Seitentext

--------------------------------------------------

Ich such immanoch ne soundkarte die um 150 kostet


----------



## Jeanboy (20. November 2012)

*AW: PC konfig - Tipps/Verbesserungvorschläge Soundkarte *

Wie wäre es mit der?

ASUS Xonar D2/PM, PCI (90-YAA021-1UAN00+) Preisvergleich | Geizhals Deutschland


----------



## soth (20. November 2012)

*AW: PC konfig - Tipps/Verbesserungvorschläge Soundkarte *

Soundkarte für was?
@Jeanboy pack das Teil mal wieder weg, die ist P/L-technisch nicht wirklich interessant...


----------



## anderon (20. November 2012)

Ne soundkarte für guten sound xD muss nen input haben  und ne gescheite software ^^ und      Sollte wenn möglich unter 100 koten 150 is maximum


----------



## Softy (20. November 2012)

*AW: PC konfig - Tipps/Verbesserungvorschläge Soundkarte *

Ich würde (wieder) die hier kaufen: ASUS Xonar DX 7.1, PCIe x1 (90-YAA060-1UAN00Z) Preisvergleich | Geizhals Deutschland


----------



## Westcoast (20. November 2012)

*AW: PC konfig - Tipps/Verbesserungvorschläge Soundkarte *

die ASUS Xonar DX 7.1 ist top. man sollte aber gute boxen oder ein 5.1 system oder 7.1 system haben.


----------



## target2804 (20. November 2012)

*AW: PC konfig - Tipps/Verbesserungvorschläge Soundkarte *

Für Logitech Brüllwürfel braucht man nämlcih keine Soka^^ Das wäre Geldverschwendung.


----------



## Westcoast (20. November 2012)

*AW: PC konfig - Tipps/Verbesserungvorschläge Soundkarte *

ja stimmt da reicht auch der onboardsoundchip.


----------



## anderon (20. November 2012)

Hab ne recht gute anlage  da lohnt sich ne soka


----------



## target2804 (20. November 2012)

*AW: PC konfig - Tipps/Verbesserungvorschläge Soundkarte *



anderon schrieb:


> Hab ne recht gute anlage  da lohnt sich ne soka


 was isses denn^^


----------



## anderon (20. November 2012)

Phillips anlage mit nem subwoofer von crunch der mit ner endstufe und nem pc netzteil befeuert wird


----------



## target2804 (20. November 2012)

*AW: PC konfig - Tipps/Verbesserungvorschläge Soundkarte *

Crunch?  Das ist nicht gut, das ist der letzte Rotz  Sorry  ich kann nicht mehr


----------



## anderon (20. November 2012)

--------------------------------------------------

Daten
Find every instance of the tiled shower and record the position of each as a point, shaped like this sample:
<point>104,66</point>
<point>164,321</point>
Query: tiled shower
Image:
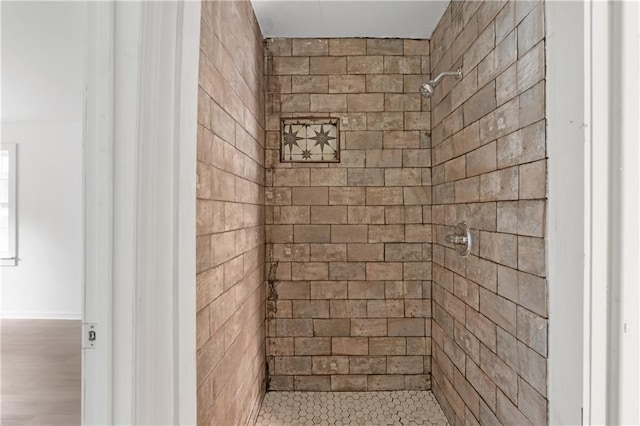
<point>333,273</point>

--------------------------------------------------

Zu erledigen
• a. Formatiere sämtliche Zeilen aus Block 1 als JSON-Liste von Zeichenketten, mit einem Eintrag pro Zeile und ohne Leerzeilen. Lass den Bildverweis dabei weg.
• b. Setze den Forenthread zur Suche nach einer Soundkarte im Anschluss an seine letzte Zeile fort.

Die Ergebnisse
• a.
[
  "Find every instance of the tiled shower and record the position of each as a point, shaped like this sample:",
  "<point>104,66</point>",
  "<point>164,321</point>",
  "Query: tiled shower",
  "Image:",
  "<point>333,273</point>"
]

• b.
*AW: PC konfig - Tipps/Verbesserungvorschläge Soundkarte *

garnich 
ne ernsthaft der is wirklich super ^^
und ja ich habe nen vergleich...
mein dad hat alles von b&o


----------



## target2804 (20. November 2012)

*AW: PC konfig - Tipps/Verbesserungvorschläge Soundkarte *

Ich hab selbst b&o
und im auto rockford fosgate


----------



## anderon (20. November 2012)

*AW: PC konfig - Tipps/Verbesserungvorschläge Soundkarte *

b&o is super aber teuer XD


----------



## target2804 (20. November 2012)

*AW: PC konfig - Tipps/Verbesserungvorschläge Soundkarte *

Ich weiß selbst 
aber crunch ist der letzte müll^^
philips genauso. da muss man die center auf +5db übersteuern, dass man mal was sprechen hört.


----------



## anderon (20. November 2012)

*AW: PC konfig - Tipps/Verbesserungvorschläge Soundkarte *

wenn du meinst 
ich bin zufrieden damit und des hört sich sehr viel besser an als jeder logitec müll und schon klar das b&o besser is trotzdem kann ichs mir nich leisten  ich bin 15 XD
und die anlage verrichtet seit jahren ihren dienst und das sehr gut^^


----------



## soth (20. November 2012)

*AW: PC konfig - Tipps/Verbesserungvorschläge Soundkarte *

Nimm die DX, die dürfte locker ausreichen...


----------



## anderon (20. November 2012)

*AW: PC konfig - Tipps/Verbesserungvorschläge Soundkarte *

muss sone soka nich abgeschirmd sein oder so?


----------



## soth (20. November 2012)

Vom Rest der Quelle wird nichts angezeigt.